What to work on: Rewrite the lines below with every "halter" changed to "headcollar", keeping everything else unchanged.

Data excerpts:
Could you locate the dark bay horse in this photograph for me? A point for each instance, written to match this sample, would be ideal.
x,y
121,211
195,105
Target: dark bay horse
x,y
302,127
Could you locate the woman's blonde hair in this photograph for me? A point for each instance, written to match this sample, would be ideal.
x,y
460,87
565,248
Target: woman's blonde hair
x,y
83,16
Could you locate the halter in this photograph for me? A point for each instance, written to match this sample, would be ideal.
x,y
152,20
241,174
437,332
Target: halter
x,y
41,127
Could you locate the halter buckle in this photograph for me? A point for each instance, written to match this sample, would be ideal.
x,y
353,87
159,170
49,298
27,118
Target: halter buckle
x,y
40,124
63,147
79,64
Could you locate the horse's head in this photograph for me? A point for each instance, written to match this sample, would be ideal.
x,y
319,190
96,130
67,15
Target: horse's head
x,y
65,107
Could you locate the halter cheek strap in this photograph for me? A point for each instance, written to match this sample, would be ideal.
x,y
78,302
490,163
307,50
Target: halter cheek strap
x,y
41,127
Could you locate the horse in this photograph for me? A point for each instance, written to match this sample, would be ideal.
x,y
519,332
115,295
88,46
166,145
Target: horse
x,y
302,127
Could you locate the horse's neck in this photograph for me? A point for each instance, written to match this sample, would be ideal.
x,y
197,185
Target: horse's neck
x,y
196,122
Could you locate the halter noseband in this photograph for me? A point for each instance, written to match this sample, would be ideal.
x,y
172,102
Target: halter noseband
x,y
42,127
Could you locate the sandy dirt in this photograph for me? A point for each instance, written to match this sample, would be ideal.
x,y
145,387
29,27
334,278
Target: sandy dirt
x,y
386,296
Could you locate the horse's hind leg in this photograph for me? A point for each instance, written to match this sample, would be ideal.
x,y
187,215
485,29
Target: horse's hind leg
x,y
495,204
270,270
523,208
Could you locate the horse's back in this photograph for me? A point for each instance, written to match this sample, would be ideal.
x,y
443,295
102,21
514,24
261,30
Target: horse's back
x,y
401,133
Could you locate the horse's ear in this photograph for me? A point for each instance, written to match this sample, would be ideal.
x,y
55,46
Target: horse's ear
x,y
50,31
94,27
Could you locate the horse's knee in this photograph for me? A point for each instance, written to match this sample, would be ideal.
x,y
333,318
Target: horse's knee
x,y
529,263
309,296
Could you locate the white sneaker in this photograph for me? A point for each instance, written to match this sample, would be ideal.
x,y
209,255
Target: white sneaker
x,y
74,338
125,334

Full output:
Could you locate the dark bay horse in this photograph for me? A point for each instance, written to match this sample, would be ideal.
x,y
121,211
195,105
Target: dark bay horse
x,y
302,127
Could you locate the woman's blonde hair in this photograph for me? A point for each instance, written to match this sample, would be ideal.
x,y
460,87
565,248
Target: woman's blonde hair
x,y
83,16
Could you locate the headcollar in this photograph for me? A point for each instance, written to match this sample, would be ideal.
x,y
152,20
241,174
437,332
Target: headcollar
x,y
41,127
Could you locate the headcollar buckle in this photograph for me? A point for each instance, written to match this sample, would be ideal.
x,y
353,87
159,170
49,298
27,118
Target: headcollar buckle
x,y
40,124
63,147
79,64
Could you locate the horse's head in this photograph for me? A point for each instance, written to match this sample, would be ideal.
x,y
319,190
96,130
67,15
Target: horse's head
x,y
65,107
Could you locate the headcollar cheek strap in this photograph for me? A point for each instance, written to match this sample, would be ideal.
x,y
78,302
490,163
307,50
Target: headcollar cheek strap
x,y
41,127
Could you locate the horse in this photograph for me? A point for each instance, written to match this sample, would be ideal.
x,y
519,332
115,295
88,46
166,145
Target: horse
x,y
302,127
Could you locate the horse's neck in this photograph for me? A point for each instance, written to match this sample, would be ideal.
x,y
197,185
Target: horse's neck
x,y
196,122
Could you locate the headcollar noseband in this photograph for me? A point for each instance, written to match this sample, would be ideal.
x,y
172,102
Target: headcollar noseband
x,y
42,127
Could you locate the sandy dirt in this photograph for me? A point for each instance, written to match this sample, would be ideal.
x,y
145,387
29,27
334,278
Target: sandy dirt
x,y
386,296
Could you locate the horse's hind leg in this photograph for me? A point for each instance, written to match this sample, would be ideal.
x,y
187,215
485,29
Target: horse's hind leg
x,y
495,204
270,270
523,208
Could you locate the horse's back in this photograph for me? A point for each instance, written to match this sample, would be ideal.
x,y
443,295
102,21
514,24
261,30
Target: horse's back
x,y
401,133
Could you locate the horse's ear in this photograph for me? A point for each instance, written to match this sample, would be ideal.
x,y
55,46
Target: horse's ear
x,y
50,31
94,27
Could you locate the horse's knee in this photograph for me? A point for each instance, written to match this sample, would be ideal.
x,y
333,318
Target: horse's knee
x,y
529,263
309,296
Could you locate the white sneaker in this photograph for me? A point for each instance, written to match this sample, would be ideal.
x,y
209,255
Target: white sneaker
x,y
74,338
125,334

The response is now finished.